Print every record below exactly, minus the pictures.

Content starts

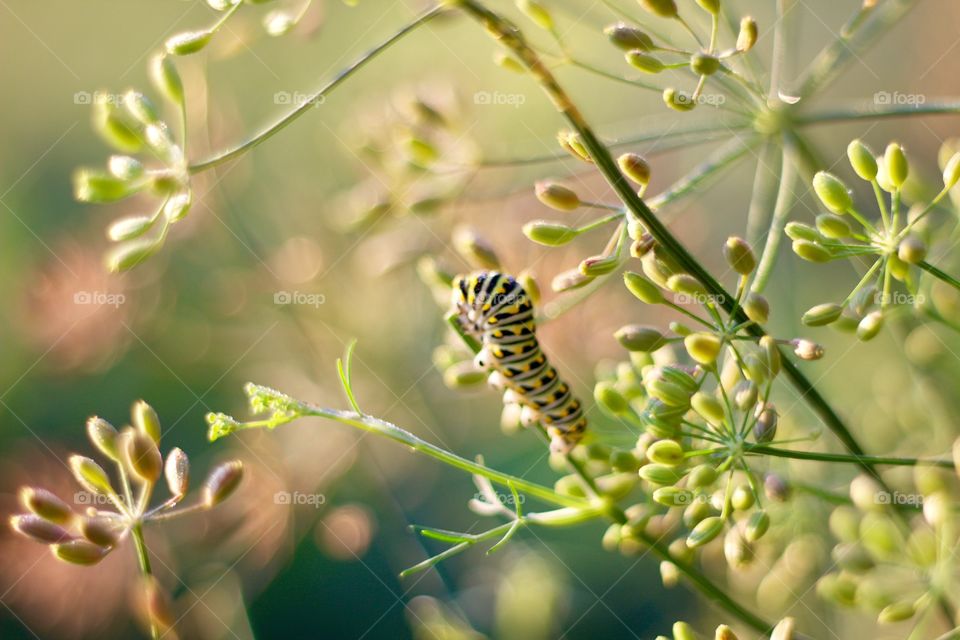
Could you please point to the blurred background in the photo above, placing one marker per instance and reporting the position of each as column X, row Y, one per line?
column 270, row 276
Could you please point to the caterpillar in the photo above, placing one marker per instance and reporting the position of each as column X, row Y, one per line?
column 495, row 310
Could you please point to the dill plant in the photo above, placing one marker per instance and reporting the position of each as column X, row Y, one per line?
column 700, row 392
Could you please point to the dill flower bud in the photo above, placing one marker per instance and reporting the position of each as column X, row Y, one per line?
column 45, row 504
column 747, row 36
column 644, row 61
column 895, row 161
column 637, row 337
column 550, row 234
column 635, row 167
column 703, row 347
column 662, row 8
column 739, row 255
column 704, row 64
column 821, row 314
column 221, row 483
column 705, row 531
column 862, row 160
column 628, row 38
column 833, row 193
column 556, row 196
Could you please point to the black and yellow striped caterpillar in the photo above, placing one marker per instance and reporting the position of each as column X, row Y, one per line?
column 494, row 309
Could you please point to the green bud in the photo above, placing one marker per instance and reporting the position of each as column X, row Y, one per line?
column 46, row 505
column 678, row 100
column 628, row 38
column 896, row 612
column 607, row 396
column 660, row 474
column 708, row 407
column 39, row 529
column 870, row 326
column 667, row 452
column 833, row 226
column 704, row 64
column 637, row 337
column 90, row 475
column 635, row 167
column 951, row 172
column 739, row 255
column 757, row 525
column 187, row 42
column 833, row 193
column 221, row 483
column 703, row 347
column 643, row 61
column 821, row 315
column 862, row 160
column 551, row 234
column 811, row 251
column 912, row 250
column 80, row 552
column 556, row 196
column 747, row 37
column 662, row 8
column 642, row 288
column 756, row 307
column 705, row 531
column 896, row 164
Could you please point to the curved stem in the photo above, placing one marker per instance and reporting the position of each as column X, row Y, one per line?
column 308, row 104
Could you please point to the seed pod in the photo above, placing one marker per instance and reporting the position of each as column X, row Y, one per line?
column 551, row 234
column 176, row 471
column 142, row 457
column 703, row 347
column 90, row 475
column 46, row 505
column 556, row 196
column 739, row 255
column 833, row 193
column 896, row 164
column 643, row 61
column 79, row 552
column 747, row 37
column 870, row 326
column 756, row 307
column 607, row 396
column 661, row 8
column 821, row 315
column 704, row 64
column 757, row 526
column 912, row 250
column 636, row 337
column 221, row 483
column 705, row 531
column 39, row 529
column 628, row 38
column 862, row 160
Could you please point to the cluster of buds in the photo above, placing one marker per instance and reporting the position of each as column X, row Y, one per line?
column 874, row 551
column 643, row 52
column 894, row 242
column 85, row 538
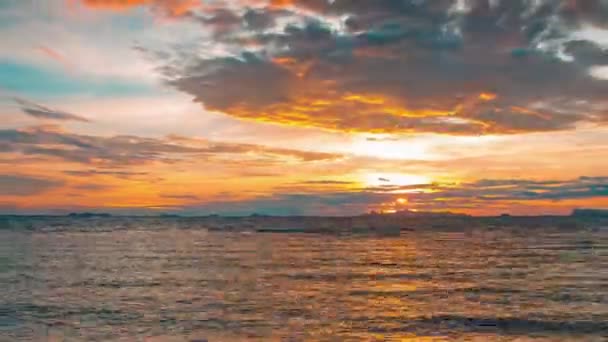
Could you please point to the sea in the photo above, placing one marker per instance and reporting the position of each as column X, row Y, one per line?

Content ends

Exercise solution =>
Could you please point to the blurred background in the photo above, placing one marker per instance and reporting the position of each as column X, row Y, one per line?
column 270, row 276
Could you please point to the caterpillar in the photo above, placing one marker per instance and reporting the position of each as column X, row Y, one per line?
column 495, row 310
Could you please point to the dill plant in the photo above, placing one marker per instance and reporting the position of each as column X, row Y, one per line?
column 700, row 392
Could you please point to the dill flower bud in the photo above, placing one marker per instance and reporting the position of each as column X, row Y, one per line?
column 45, row 504
column 747, row 36
column 644, row 61
column 895, row 161
column 637, row 337
column 550, row 234
column 635, row 167
column 703, row 347
column 662, row 8
column 739, row 255
column 704, row 64
column 821, row 314
column 221, row 483
column 705, row 531
column 862, row 160
column 628, row 38
column 833, row 193
column 556, row 196
Could you please point to the black and yellow striped caterpillar in the photo above, placing one marker per instance and reporting the position of each as column X, row Y, one per line?
column 494, row 309
Could you please point to the green bud in the photo above, placing one marker per instance and reporting the position of each as column X, row Y, one per line?
column 46, row 505
column 678, row 100
column 628, row 38
column 896, row 612
column 607, row 396
column 660, row 474
column 708, row 407
column 39, row 529
column 870, row 326
column 667, row 452
column 833, row 226
column 704, row 64
column 637, row 337
column 90, row 475
column 635, row 167
column 951, row 172
column 739, row 255
column 757, row 525
column 187, row 42
column 833, row 193
column 221, row 483
column 703, row 347
column 643, row 61
column 821, row 315
column 862, row 160
column 551, row 234
column 811, row 251
column 912, row 250
column 80, row 552
column 556, row 196
column 747, row 37
column 662, row 8
column 642, row 288
column 756, row 307
column 705, row 531
column 896, row 164
Could you please point to the curved stem in the photo above, placing one marker per instance and reporting the position of each as column X, row Y, one per line?
column 308, row 104
Could you please point to the seed pod in the photo above, placing one marker per instance and reporting the position of each as column X, row Y, one per line?
column 551, row 234
column 176, row 471
column 142, row 457
column 703, row 347
column 90, row 475
column 46, row 505
column 556, row 196
column 739, row 255
column 833, row 193
column 896, row 164
column 643, row 61
column 79, row 552
column 747, row 37
column 870, row 326
column 756, row 307
column 607, row 396
column 661, row 8
column 821, row 315
column 704, row 64
column 757, row 526
column 912, row 250
column 636, row 337
column 221, row 483
column 705, row 531
column 39, row 529
column 628, row 38
column 862, row 160
Could you please point to the cluster of buds in the photo above, placing one marker per instance and reporting the position of each as column X, row Y, one per line?
column 874, row 551
column 643, row 52
column 894, row 242
column 85, row 538
Could you please point to the sea in the photo above, placing one marker per instance and reporting the position of each as column X, row Y, one per line?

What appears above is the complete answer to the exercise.